=== RECORDS FOR THE EXERCISE ===
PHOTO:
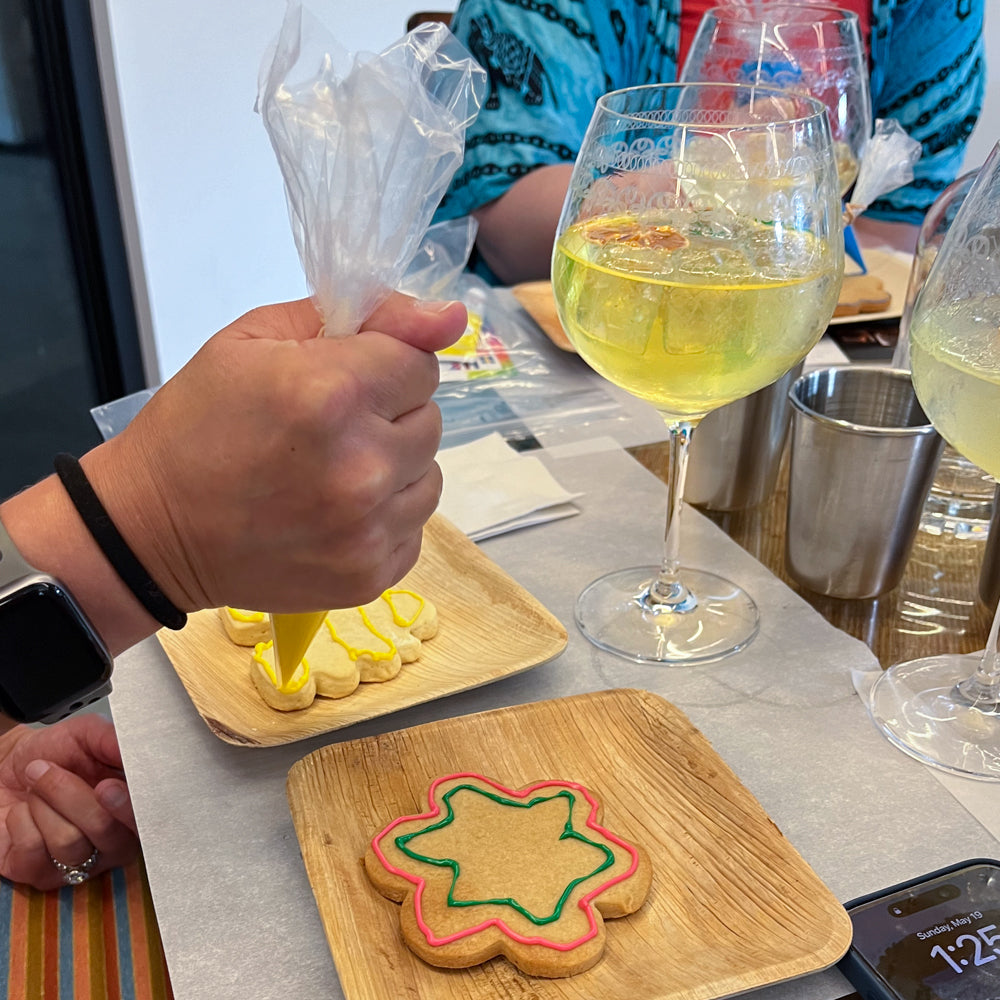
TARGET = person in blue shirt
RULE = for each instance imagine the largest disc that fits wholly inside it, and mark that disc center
(548, 61)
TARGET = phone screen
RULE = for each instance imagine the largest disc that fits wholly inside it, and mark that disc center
(939, 940)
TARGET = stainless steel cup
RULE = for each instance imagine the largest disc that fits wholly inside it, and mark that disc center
(863, 457)
(989, 573)
(736, 451)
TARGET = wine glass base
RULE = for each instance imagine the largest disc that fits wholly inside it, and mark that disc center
(918, 706)
(615, 613)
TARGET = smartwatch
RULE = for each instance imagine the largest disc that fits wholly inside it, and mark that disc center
(52, 659)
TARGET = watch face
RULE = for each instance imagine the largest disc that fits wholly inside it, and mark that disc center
(51, 660)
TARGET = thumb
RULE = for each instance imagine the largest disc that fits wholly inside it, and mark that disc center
(429, 326)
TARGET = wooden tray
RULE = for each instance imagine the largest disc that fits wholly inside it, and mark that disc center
(733, 907)
(490, 627)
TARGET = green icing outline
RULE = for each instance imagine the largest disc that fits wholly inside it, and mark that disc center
(568, 832)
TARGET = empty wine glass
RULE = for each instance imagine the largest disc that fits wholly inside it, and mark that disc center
(698, 258)
(812, 49)
(945, 710)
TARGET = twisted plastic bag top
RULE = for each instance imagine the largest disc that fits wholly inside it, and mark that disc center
(887, 164)
(367, 145)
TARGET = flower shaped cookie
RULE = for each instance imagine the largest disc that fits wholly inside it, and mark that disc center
(529, 874)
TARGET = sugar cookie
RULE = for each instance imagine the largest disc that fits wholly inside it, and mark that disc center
(530, 874)
(246, 628)
(374, 652)
(862, 293)
(331, 666)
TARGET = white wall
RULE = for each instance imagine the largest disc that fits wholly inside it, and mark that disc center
(211, 235)
(210, 219)
(987, 132)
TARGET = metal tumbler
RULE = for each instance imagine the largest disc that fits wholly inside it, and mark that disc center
(736, 451)
(863, 457)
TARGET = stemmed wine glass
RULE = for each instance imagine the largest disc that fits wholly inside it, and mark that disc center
(698, 258)
(813, 49)
(961, 499)
(945, 710)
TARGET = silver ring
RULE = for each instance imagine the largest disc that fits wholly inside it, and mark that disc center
(75, 874)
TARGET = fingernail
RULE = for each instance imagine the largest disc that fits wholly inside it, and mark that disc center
(437, 306)
(113, 796)
(35, 769)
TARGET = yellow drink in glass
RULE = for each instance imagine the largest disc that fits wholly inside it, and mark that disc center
(691, 322)
(959, 388)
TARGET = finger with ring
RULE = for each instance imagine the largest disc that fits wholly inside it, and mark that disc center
(75, 874)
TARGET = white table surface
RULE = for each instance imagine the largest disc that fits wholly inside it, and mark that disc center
===
• WHAT THE TASK ASKS
Please reproduce all of the material above line for line, omitting the pictures.

• WRITTEN ANSWER
PHOTO:
TARGET = person in blue shirt
RULE = for each instance imagine the largest disc that fits wholly inside it, and mark that disc center
(548, 61)
TARGET = phone screen
RULE = for each instance imagine the largest disc that fits wholly inside it, and mark that disc center
(939, 940)
TARGET = stainless steel cup
RULE = for each instance imagine the largest disc that fits wholly inside it, and mark that disc center
(863, 457)
(989, 573)
(736, 451)
TARGET = wine glass base
RULE = for each instance imagine the largest disc that fits wholly inside it, and mark that disc center
(918, 706)
(615, 613)
TARGET = smartwatch
RULE = for each instance imagine the largest disc that fits wholly inside it, and mark that disc center
(52, 659)
TARGET = watch face
RULE = for each instance imagine the largest disc that fits wholly inside it, and mark that disc center
(51, 660)
TARGET = thumb
RULE = for each instance imagine the largest disc that fits wholly inside it, and mark that disc center
(429, 326)
TARGET = wooden tray
RULE = for each instance imagine the largest disc that fits wholly inside it, and mark that disc center
(733, 907)
(490, 627)
TARGET = green icing outline
RULE = for each instance imagine the largest disc that fits wholly inside it, and mark that disc center
(568, 832)
TARGET = empty wine glass
RULE = for each instance imagine the largest disc that fits wholly inside it, and mark that disc center
(698, 258)
(812, 49)
(945, 710)
TARGET = twisted plastic bag top
RULE = for each instance imagine the largest disc that fits wholly inside it, and mark that disc center
(887, 164)
(367, 145)
TARGET = flower shaped cookie
RULE = for each instance imagine the largest disc that fits wholly inside it, and mark that disc center
(529, 874)
TARGET = sugar cookie
RULE = for each instance imagine the largest disc that fits wholly inside it, and mark that disc center
(530, 874)
(246, 628)
(374, 652)
(862, 293)
(331, 666)
TARGET = white wall
RULE = for each instance imagine the largest disc that fits wholly inside it, and mark that disc center
(211, 235)
(210, 219)
(987, 132)
TARGET = metal tumbler
RULE = for each instance imagine the largest disc that fits wholly inside it, and mark that disc center
(736, 451)
(863, 457)
TARGET = stemmed wine glass
RULE = for each instance imagine the largest disc that fits wholly inside it, and mark that disc center
(698, 258)
(813, 49)
(961, 499)
(945, 710)
TARGET = silver ring
RULE = for each instance imagine the largest disc that fits wholly inside it, and mark that disc center
(75, 874)
TARGET = fingernail
RULE = for each instance imagine the largest disc that fits wholly inside it, and mark that disc center
(437, 306)
(113, 796)
(35, 769)
TARGET = yellow drink in glass
RULE = for each instance imagine the largest disc that fits wholly inside it, and mark that disc center
(691, 322)
(959, 388)
TARGET = finger with ring
RULE = for each instance imagine the largest disc that fits wholly inside it, and mark that disc center
(75, 874)
TARGET = white table surface
RULE = for each instance imagine the largest disc that fits wholly inside it, and mark that disc center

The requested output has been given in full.